Excerpted passage:
IN THE SUPREME COURT OF THE STATE OF DELAWARE
TAYLOR PEETA,1 §
§ No. 159, 2018
Respondent Below, §
Appellant, § Court Below—Family Court
§ of the State of Delaware
v. §
§ File No. CK17-01060
JENNY BLANK, §
§ Petition Nos. 17-01323
Petitioner Below, § 17-08941
Appellee. §
Submitted: January 11, 2019
Decided: March 15, 2019
Before STRINE, Chief Justice; VALIHURA and TRAYNOR, Justices.
ORDER
Upon consideration of the parties’ briefs and the record below, it appears to
the Court that:
(1) The respondent below-appellant, Taylor Peeta (“the Mother”), filed an
appeal from the Family Court’s order, dated February 8, 2018, granting the petition
for permanent guardianship filed by the petitioner below-appellee, Jenny Blank (“the
Paternal Grandmother”). Having carefully reviewed the record, we find no error or
abuse of the discretion in the Family Court’s decision. Accordingly, we affirm the
Family Court’s judgment.
1
The Court previously assigned pseudonyms to the appellants under Supreme Court Rule 7(d).
(2) The Mother and the Paternal Grandmother’s son (“the Father”) were
the parents of a son born in 2005 (“the Child”). The Child lived with the Father.
After the Father died in late 2016, the Child moved to live with his paternal
grandparents. Paternal Grandmother filed, along with her daughter, a petition for
permanent guardianship of the Child. The Family Court ordered A Better Chance
for Our Children to prepare a social study under 13 Del. C. § 2354.

[Labeled-object pointing records]
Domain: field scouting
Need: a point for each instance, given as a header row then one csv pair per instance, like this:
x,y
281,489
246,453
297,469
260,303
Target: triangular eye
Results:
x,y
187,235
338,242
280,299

What is asked:
A – Please recast every line of the labeled-object pointing records as a Markdown table with the columns Row and Line, numbering the rows and leaving out blank lines.
B – Continue the court order on the guardianship appeal from its last sentence.
The court order and the records have no connection to each other.

Written responses:
A –
| Row | Line |
|---|---|
| 1 | Domain: field scouting |
| 2 | Need: a point for each instance, given as a header row then one csv pair per instance, like this: |
| 3 | x,y |
| 4 | 281,489 |
| 5 | 246,453 |
| 6 | 297,469 |
| 7 | 260,303 |
| 8 | Target: triangular eye |
| 9 | Results: |
| 10 | x,y |
| 11 | 187,235 |
| 12 | 338,242 |
| 13 | 280,299 |

B –
(3) The Mother opposed permanent guardianship, but did not oppose a
temporary guardianship while she was incarcerated. Counsel was appointed to
represent the Mother. The Mother filed a pro se motion to dismiss the petition for
permanent guardianship, petition for custody, motion for ineffective assistance of
counsel, and a petition to change venue. The Family Court denied all of these
motions.
(4) The Family Court held a hearing on the petition for permanent
guardianship on January 11, 2018. The aunt was removed from the petition for
permanent guardianship. The aunt, the Paternal Grandmother, a counselor from the
Child’s school, an employee of A Better Chance for Our Children, and the Mother
testified at the hearing. The Family Court also interviewed the Child separately.
(5) The aunt and the Paternal Grandmother testified that the Father had
raised the Child as a single parent. They helped the Father, who moved to live near
the Paternal Grandmother three years before his death, care for the Child. After the
2
Father died, the Child moved in with his grandparents. The aunt and Paternal
Grandmother testified that before the Father died the Mother had little involvement
in the Child’s life and had not paid any child support. The Child spent time with the
Mother’s other children (who did not live with her) and continued to do so after the
Father’s death.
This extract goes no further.